DIRECTIONS FOR THIS TASK.
How many lines in the listing below contain the string "pillar"? Case counts. Reply with the number alone.

[begin DATA RECORDS]

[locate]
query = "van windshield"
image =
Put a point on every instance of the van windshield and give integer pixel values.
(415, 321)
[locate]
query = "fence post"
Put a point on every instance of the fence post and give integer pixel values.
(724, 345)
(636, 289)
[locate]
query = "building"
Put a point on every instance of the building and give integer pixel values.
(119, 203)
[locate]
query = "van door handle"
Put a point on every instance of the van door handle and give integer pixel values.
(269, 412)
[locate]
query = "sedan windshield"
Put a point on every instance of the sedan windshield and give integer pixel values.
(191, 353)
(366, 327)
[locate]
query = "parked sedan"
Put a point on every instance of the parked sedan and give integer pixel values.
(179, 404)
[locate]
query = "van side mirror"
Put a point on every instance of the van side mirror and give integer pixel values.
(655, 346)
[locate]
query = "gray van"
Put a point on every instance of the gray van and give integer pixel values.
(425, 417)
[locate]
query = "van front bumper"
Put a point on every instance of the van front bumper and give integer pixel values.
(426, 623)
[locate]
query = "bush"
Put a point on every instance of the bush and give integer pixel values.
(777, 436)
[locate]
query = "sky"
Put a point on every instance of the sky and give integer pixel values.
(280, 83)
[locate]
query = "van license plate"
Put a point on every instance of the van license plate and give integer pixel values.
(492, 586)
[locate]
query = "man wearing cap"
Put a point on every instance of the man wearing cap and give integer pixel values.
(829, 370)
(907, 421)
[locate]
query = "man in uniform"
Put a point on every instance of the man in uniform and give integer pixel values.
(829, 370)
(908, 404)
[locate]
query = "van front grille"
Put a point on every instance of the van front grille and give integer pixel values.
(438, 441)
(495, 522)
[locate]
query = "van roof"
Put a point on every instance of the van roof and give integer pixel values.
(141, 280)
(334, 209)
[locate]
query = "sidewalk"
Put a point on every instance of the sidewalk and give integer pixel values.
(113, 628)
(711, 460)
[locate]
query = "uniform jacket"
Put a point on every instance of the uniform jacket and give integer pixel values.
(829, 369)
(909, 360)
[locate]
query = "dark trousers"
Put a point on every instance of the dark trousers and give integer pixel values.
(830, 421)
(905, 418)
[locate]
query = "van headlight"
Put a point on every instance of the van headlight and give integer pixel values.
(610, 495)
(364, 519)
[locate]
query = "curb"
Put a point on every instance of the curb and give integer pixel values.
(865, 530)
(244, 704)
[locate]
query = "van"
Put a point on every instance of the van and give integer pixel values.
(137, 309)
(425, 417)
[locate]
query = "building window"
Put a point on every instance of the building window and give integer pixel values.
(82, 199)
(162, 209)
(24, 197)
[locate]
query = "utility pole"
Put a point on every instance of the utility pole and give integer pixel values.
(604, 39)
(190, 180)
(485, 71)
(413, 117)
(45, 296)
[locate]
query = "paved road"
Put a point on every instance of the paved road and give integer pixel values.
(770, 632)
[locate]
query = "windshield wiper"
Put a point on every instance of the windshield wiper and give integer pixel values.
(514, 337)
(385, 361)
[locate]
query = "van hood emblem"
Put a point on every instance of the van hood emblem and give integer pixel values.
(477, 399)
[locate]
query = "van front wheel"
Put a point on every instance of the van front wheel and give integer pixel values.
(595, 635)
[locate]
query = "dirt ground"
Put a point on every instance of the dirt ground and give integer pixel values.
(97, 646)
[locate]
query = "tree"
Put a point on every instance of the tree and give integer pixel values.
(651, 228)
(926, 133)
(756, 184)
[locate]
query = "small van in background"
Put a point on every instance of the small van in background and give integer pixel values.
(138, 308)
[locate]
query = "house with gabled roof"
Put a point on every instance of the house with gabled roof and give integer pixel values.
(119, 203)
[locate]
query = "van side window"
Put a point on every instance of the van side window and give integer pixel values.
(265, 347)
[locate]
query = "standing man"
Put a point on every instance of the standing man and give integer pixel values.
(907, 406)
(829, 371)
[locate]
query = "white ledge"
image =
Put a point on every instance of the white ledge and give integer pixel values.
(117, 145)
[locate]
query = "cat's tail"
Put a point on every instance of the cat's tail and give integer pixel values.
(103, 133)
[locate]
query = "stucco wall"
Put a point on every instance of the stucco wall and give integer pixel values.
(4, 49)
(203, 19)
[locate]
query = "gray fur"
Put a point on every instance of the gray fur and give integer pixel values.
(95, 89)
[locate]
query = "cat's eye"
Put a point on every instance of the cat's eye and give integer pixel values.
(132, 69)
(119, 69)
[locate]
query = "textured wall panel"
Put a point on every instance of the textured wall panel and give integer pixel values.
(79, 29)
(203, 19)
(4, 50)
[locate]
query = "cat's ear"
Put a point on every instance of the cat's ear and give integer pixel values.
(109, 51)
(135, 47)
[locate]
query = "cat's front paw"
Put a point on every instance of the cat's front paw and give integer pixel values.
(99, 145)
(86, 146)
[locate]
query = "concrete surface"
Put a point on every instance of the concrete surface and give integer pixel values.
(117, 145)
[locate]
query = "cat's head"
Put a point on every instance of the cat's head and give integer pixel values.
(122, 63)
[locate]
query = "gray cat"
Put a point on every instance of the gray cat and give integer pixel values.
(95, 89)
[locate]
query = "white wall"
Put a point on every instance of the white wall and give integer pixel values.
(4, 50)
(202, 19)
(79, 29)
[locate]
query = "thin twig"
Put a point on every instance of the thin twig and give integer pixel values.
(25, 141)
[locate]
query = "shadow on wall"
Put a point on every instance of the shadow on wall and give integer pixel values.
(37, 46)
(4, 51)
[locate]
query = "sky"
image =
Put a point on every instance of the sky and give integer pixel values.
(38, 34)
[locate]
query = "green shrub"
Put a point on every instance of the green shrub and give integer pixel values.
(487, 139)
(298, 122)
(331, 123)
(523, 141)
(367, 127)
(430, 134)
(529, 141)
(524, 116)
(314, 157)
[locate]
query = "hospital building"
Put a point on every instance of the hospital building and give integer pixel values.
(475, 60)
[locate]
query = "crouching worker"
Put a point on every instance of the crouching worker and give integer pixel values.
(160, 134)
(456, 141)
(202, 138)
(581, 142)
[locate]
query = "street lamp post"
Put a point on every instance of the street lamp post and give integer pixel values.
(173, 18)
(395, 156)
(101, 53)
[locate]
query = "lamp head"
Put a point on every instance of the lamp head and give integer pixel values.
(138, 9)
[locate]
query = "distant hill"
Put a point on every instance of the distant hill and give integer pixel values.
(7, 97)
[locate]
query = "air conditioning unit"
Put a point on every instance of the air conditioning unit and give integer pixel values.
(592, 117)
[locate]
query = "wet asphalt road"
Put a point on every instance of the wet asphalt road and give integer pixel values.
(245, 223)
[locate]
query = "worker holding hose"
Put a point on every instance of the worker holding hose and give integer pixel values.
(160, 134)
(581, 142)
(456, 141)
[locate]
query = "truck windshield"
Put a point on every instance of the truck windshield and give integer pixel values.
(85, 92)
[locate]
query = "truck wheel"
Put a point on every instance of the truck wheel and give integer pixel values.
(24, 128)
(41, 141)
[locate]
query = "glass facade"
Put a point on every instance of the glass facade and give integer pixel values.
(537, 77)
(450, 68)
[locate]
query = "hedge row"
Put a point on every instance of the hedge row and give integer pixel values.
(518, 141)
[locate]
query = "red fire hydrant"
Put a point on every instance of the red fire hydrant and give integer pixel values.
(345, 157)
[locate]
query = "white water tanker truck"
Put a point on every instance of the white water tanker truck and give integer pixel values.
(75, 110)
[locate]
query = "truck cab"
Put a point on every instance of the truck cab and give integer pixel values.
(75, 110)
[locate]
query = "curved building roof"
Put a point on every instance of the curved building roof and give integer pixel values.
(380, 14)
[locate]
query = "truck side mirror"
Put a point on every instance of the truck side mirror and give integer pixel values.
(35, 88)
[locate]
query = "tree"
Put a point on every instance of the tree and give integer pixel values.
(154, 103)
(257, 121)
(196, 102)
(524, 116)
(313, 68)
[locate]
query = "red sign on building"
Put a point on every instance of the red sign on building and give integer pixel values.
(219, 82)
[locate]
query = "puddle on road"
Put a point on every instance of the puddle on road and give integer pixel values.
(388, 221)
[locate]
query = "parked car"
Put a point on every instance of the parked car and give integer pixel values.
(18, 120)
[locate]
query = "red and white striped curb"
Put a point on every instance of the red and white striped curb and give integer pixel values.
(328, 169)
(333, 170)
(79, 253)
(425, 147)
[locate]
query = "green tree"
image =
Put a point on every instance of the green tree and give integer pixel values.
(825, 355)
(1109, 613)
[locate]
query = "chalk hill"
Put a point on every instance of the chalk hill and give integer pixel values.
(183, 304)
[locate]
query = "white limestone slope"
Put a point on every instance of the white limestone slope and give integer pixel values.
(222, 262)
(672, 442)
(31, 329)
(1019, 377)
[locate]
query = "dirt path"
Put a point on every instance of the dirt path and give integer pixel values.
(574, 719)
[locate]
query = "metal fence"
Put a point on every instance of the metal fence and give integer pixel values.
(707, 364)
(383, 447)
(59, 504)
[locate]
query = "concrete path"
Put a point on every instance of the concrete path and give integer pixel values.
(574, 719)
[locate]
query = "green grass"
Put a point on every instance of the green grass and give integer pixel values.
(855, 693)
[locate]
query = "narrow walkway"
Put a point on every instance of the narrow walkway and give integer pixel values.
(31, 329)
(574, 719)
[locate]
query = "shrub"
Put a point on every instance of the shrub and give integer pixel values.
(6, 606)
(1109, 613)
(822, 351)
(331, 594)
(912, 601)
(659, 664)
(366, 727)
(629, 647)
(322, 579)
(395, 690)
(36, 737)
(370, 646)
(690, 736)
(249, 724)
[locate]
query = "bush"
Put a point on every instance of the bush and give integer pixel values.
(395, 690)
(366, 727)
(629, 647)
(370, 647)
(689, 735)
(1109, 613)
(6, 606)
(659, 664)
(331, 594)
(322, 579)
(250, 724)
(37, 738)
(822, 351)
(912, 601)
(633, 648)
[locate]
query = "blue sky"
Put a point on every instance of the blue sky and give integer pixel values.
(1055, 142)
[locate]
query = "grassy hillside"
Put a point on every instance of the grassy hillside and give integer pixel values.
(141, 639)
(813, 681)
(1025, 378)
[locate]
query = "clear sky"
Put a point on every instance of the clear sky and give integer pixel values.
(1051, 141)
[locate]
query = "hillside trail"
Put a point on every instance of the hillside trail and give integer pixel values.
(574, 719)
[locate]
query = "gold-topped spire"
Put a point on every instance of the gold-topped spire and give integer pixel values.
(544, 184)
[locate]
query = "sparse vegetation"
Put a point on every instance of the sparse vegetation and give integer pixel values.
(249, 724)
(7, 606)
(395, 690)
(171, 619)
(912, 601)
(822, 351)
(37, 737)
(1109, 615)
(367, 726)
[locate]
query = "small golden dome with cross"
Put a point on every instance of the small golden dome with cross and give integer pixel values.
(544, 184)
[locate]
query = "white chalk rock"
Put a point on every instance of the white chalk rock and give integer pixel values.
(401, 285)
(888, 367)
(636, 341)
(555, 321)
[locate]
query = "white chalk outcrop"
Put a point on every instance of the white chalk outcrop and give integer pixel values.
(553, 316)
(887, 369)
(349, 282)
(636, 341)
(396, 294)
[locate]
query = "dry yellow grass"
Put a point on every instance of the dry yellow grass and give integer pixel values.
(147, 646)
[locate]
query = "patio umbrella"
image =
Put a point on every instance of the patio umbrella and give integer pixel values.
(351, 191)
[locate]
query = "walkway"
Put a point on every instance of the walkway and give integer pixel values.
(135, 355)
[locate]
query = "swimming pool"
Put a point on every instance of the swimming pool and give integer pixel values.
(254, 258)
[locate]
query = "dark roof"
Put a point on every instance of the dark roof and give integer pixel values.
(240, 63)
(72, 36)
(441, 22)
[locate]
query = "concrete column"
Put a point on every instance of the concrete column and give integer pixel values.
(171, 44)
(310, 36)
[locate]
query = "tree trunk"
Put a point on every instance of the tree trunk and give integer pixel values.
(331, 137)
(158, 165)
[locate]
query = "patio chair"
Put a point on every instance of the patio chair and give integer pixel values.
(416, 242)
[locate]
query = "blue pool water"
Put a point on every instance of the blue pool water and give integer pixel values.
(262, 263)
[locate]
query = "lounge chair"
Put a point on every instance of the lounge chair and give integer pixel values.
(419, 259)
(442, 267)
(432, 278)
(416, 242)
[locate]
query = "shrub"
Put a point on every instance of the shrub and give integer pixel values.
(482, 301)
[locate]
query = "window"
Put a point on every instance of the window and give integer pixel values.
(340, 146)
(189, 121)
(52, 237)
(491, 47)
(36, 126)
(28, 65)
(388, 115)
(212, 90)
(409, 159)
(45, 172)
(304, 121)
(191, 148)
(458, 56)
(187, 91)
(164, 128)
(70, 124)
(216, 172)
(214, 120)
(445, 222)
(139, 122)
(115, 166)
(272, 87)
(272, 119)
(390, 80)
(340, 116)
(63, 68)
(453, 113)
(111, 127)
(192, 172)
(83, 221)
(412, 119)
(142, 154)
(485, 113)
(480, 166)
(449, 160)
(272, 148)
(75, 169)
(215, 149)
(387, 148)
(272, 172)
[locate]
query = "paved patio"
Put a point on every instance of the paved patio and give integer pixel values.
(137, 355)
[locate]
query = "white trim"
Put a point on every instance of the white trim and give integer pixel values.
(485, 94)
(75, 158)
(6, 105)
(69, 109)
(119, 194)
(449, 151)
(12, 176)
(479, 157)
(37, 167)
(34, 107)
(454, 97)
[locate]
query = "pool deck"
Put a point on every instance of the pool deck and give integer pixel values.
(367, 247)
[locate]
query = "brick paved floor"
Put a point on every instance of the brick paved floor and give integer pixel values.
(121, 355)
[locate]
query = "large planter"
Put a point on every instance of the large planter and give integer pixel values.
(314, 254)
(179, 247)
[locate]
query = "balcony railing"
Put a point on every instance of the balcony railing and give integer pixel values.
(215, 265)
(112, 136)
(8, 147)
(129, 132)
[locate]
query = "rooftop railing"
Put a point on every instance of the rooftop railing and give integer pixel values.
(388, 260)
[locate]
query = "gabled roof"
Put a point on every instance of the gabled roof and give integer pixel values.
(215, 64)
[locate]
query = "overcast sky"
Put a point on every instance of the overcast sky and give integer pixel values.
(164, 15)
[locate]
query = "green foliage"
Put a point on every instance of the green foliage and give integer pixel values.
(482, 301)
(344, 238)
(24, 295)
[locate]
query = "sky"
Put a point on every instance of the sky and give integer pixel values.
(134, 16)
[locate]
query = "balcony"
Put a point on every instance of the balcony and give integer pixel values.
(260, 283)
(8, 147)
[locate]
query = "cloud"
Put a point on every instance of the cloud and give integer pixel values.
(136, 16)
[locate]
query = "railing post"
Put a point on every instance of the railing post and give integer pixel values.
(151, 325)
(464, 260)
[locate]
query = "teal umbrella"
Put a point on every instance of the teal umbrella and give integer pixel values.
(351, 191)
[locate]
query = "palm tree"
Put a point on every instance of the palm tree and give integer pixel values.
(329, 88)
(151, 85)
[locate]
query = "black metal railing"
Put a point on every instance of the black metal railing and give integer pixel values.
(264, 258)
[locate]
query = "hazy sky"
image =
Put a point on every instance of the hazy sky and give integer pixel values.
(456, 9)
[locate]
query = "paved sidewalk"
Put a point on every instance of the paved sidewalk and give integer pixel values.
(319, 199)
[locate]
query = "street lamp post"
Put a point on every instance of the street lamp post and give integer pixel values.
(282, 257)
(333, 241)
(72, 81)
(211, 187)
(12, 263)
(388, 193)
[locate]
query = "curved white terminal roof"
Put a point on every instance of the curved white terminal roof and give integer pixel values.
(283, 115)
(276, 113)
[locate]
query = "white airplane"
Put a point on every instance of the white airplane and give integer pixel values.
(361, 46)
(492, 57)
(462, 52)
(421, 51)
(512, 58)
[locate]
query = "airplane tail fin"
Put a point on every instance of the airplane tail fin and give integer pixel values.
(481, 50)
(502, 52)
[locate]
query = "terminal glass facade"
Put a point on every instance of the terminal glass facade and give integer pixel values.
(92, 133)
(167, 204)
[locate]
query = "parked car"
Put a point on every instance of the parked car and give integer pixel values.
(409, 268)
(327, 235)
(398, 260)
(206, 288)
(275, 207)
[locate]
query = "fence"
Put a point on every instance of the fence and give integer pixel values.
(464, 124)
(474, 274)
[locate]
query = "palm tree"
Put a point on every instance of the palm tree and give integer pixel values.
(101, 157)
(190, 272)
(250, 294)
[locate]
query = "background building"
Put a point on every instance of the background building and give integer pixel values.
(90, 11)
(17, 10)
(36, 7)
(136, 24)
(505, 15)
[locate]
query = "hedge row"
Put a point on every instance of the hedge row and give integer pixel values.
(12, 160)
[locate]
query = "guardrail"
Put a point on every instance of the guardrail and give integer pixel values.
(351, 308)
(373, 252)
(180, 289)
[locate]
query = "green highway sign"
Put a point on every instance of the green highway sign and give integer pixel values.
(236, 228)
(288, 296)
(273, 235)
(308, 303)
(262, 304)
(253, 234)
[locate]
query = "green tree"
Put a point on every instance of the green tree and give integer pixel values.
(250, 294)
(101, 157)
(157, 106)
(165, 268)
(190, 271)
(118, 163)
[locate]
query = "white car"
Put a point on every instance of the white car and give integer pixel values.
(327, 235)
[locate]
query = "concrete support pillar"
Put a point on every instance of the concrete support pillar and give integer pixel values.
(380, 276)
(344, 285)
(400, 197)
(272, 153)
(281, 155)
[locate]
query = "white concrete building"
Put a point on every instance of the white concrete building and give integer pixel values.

[end DATA RECORDS]

ANSWER FOR THE TASK.
2